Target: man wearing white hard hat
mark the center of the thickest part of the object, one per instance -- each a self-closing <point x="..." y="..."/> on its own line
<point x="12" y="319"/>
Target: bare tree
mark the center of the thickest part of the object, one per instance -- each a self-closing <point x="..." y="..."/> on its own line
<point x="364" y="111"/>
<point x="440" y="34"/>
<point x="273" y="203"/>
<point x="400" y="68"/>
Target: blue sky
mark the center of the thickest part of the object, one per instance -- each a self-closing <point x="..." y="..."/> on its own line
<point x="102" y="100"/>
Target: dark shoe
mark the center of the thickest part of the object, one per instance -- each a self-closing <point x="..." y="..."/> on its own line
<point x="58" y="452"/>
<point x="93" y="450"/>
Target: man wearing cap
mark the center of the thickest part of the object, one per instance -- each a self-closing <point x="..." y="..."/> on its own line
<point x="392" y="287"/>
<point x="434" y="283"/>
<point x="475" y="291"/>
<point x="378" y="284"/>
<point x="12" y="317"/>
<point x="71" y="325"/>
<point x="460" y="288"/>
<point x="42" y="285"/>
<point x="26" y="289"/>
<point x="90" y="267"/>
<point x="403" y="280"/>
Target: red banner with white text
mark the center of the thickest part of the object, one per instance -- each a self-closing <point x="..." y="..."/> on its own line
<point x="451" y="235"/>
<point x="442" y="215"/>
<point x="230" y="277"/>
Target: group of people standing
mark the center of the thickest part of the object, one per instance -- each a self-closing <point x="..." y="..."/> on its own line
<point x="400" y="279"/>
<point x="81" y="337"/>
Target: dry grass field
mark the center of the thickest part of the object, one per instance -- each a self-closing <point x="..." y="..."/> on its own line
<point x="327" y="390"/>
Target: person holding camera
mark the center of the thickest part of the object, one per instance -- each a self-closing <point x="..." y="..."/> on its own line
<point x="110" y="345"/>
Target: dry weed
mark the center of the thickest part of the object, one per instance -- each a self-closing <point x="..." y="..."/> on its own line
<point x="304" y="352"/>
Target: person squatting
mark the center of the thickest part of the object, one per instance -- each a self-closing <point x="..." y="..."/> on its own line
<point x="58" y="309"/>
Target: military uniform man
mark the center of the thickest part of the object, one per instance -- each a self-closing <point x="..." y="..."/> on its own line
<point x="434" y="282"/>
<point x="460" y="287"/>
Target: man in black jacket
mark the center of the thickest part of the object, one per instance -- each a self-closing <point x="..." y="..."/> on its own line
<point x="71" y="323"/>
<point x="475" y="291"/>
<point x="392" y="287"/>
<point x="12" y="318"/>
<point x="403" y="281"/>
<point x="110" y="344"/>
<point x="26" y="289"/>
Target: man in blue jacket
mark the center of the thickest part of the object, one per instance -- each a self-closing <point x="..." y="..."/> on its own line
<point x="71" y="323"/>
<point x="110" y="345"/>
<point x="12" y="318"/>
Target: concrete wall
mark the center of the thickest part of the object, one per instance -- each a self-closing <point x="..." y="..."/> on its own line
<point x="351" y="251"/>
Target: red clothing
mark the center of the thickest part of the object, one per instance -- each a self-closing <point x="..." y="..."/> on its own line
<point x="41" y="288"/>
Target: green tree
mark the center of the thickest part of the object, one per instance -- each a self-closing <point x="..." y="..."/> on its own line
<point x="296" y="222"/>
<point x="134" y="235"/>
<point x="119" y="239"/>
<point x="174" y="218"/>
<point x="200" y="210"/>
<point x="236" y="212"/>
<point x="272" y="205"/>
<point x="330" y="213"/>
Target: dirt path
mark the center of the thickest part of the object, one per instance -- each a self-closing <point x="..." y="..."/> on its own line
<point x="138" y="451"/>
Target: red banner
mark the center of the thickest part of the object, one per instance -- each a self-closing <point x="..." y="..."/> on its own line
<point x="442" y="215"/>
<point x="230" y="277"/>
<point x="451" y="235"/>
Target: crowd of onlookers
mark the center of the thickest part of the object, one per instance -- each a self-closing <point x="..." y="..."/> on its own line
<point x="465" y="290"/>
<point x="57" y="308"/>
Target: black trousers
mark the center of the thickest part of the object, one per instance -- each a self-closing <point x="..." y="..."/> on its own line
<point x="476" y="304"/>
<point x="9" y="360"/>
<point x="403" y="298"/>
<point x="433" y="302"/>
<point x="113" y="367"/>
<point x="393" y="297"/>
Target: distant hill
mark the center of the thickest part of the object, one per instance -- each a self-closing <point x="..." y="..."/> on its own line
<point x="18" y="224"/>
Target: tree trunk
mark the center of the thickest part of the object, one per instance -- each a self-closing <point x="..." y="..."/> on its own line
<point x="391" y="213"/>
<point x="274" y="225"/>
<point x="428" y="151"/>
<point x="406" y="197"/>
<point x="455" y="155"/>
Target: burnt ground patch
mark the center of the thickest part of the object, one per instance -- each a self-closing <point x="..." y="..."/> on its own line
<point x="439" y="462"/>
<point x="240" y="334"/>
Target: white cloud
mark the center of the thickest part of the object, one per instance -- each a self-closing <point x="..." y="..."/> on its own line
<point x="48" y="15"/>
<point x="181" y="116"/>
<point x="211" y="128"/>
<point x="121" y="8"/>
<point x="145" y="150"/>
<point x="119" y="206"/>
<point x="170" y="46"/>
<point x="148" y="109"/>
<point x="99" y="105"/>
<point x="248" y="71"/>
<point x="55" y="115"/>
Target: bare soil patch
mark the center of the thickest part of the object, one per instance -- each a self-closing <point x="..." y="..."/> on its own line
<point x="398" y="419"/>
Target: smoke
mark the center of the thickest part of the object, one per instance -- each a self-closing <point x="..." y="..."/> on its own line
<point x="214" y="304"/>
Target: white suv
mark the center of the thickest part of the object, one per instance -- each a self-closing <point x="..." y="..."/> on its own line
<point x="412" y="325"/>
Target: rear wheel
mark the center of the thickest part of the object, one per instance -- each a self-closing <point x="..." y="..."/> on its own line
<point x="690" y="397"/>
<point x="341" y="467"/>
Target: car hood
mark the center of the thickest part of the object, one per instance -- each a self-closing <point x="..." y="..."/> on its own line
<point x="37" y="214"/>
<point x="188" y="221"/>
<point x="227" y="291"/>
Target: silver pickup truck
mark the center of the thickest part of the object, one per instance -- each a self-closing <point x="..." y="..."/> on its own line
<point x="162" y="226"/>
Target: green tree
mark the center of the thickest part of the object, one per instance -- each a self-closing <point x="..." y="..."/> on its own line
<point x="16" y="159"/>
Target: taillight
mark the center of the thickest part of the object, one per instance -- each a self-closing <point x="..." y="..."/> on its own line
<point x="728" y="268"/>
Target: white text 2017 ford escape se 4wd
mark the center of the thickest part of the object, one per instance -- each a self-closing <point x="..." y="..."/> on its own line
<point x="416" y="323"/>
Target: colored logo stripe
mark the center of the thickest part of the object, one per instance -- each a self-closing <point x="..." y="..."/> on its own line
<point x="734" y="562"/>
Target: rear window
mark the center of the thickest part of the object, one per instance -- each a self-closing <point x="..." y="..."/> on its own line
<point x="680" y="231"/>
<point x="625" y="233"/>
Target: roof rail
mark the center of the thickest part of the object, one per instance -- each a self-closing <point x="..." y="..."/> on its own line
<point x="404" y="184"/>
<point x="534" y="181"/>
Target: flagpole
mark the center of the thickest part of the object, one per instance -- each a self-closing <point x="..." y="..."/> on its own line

_EXERCISE_.
Could you give the entries again from the line with "Target: colored logo stripe" through the end of the entries, swapping "rear window" for "back window" and leaving everything else unchanged?

_WORKED ANSWER_.
Target: colored logo stripe
mark the center of the thickest part of the object, one per instance -- each a self-closing <point x="..." y="..."/> on its own line
<point x="734" y="562"/>
Target: back window
mark the center of the thickest part of the object, one per instance -- each a self-closing <point x="..." y="..."/> on its own line
<point x="680" y="231"/>
<point x="625" y="233"/>
Target: roof rail
mark the center of the thickest part of the object, one per instance -- each a self-closing <point x="..." y="..."/> on its own line
<point x="404" y="184"/>
<point x="534" y="181"/>
Target: flagpole
mark the center of the thickest part of the object, one per instance -- each a self-closing <point x="..." y="..."/> on its own line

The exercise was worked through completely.